SUPPLIED PASSAGE -

Cape Town - Tunde Baiyewu (born Emmanuel Babatunde Baiyewu,) is the singing half of the duo known worldwide as Lighthouse Family. The other half of this formidable pair of musicians is keyboardist Paul Tucker and the band was formed in 1993 in Newcastle upon Tyne.
In 2004 Tunde embarked on a solo career, releasing the album Tunde, and in 2013 released his second album, Diamond in a Rock, but now the band is back together and ready to come to South Africa on tour!
This will be the music group's first tour in SA, and the pair behind songs such as Lifted and Ocean Drive will begin their tour in Johannesburg on 20 and 21 March at the Teatro, Montecasino and then move on to Cape Town on 24 March at the Grand Arena, Grand West. Tickets to the performances are now available through the Big Concerts website.
Ahead of the events, Channel24 spoke to the 53-year-old on the phone while he sat in chilly Glasgow, about coming to Cape Town and experiencing Johannesburg's warmer weather, his previous experiences of Mzansi and what fans can expect from the show.
Will this be your first time in South Africa as part of the band?
It won't be my first time, I've been to South Africa before. Years ago, some of my friends, lived and worked in South Africa, that was my first time there. The second time was to promote my first solo record (which was self-titled). I was signed to BMG at the time, and so the record company sent me to a few radio stations to do promotions. But we've never been as Lighthouse Family. In fact, our tour manager has been excited because he's been before a few times and he's excited to come back and show us around. He's probably going to stay a little bit longer after we leave. He's looking forward to all the wine tasting events.

SOURCE INFORMATION -

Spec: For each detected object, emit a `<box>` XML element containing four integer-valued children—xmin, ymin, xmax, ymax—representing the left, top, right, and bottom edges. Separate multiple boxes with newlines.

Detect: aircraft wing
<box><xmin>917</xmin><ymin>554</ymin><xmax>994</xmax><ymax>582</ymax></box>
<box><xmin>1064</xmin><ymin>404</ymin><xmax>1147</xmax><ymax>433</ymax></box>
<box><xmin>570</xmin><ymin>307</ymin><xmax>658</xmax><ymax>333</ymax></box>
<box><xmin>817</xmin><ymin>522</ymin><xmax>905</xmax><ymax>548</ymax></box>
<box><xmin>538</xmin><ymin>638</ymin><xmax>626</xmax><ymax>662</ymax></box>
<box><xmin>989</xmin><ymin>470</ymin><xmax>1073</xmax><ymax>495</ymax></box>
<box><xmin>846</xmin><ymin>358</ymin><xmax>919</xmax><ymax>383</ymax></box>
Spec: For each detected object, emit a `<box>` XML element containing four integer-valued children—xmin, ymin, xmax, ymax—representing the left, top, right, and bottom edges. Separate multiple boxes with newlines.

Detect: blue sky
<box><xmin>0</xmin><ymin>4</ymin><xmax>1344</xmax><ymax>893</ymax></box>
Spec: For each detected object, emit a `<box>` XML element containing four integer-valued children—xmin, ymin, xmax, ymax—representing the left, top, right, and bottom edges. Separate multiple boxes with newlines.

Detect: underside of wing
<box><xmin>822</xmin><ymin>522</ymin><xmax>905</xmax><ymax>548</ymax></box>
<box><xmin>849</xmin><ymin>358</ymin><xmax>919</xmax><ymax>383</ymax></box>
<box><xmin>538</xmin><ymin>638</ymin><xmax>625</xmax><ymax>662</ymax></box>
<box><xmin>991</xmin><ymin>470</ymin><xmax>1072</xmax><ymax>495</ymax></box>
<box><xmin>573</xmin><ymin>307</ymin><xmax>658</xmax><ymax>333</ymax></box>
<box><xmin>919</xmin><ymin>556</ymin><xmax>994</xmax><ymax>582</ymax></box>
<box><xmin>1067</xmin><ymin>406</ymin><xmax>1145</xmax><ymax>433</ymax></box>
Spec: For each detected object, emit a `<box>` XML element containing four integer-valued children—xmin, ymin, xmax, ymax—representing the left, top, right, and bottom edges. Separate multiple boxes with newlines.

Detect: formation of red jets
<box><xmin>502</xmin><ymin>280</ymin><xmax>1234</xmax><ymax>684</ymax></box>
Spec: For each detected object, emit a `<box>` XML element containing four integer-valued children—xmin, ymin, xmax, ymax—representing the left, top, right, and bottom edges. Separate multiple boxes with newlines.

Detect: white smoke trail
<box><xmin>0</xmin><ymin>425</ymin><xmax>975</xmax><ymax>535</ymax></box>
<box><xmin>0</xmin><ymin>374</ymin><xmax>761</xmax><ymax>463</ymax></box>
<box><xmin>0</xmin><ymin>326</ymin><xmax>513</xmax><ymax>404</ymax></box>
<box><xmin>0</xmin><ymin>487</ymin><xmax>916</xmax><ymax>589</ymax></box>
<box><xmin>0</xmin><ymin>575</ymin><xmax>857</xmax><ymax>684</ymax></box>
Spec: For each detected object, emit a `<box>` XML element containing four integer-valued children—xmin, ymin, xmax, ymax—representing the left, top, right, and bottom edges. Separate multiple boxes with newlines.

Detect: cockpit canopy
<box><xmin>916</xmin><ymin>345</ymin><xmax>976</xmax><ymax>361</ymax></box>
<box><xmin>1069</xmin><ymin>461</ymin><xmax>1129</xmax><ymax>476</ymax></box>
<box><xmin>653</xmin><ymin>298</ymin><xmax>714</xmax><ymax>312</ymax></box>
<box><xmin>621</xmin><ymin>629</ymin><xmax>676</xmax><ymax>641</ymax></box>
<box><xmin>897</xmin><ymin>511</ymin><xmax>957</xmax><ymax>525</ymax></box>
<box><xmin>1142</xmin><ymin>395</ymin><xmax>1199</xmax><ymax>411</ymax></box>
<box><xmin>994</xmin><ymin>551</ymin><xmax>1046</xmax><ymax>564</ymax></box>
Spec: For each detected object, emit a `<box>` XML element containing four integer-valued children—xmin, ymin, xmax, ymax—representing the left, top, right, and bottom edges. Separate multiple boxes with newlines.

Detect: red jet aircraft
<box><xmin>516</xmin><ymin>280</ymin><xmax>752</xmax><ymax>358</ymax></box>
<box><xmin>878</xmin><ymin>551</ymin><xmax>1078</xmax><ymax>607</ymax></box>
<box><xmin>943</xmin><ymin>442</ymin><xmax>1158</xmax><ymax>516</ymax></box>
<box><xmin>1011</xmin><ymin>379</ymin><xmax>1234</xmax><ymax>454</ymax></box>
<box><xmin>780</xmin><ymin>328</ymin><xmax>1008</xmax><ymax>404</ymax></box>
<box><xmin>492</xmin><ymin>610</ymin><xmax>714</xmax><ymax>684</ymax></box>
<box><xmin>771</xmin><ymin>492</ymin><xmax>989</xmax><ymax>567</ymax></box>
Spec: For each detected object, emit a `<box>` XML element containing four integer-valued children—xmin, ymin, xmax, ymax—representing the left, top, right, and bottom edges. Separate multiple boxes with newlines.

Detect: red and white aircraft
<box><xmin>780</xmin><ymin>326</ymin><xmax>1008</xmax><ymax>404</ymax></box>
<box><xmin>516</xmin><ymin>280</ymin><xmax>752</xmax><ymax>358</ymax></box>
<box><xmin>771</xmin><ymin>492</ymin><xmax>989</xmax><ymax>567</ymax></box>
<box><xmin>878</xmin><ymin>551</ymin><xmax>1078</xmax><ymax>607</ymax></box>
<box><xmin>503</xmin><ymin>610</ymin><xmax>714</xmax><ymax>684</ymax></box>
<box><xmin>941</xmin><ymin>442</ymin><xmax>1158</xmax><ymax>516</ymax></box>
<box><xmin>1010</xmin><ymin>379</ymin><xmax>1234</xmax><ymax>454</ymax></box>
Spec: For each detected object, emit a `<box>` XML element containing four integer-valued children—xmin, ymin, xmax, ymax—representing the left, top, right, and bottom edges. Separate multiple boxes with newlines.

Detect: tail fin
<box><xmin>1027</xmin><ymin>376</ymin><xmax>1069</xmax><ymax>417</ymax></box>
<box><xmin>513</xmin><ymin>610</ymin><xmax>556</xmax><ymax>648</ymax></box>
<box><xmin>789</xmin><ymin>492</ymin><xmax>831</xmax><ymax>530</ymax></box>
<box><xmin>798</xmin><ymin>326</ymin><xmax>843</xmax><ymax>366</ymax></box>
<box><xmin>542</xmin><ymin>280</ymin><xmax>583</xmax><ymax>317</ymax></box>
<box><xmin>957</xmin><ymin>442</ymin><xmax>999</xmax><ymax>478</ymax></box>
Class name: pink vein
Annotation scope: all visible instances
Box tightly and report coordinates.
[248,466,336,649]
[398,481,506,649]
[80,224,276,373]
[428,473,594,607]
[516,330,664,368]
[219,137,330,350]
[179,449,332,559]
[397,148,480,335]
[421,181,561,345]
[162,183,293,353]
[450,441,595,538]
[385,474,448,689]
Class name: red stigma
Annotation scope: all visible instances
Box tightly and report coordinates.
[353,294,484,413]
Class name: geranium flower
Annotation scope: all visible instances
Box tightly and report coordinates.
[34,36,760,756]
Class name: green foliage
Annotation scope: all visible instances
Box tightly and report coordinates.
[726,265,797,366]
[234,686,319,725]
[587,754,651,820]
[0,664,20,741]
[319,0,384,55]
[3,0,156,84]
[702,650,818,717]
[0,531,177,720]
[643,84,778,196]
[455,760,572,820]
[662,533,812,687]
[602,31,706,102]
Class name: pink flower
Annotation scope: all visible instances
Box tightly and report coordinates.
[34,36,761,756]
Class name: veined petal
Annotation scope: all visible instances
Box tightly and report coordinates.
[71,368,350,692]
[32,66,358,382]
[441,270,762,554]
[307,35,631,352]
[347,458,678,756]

TRY IT -
In the Lighthouse Family article, what date and venue are given for the Cape Town show?

TASK RESPONSE -
24 March at the Grand Arena, Grand West.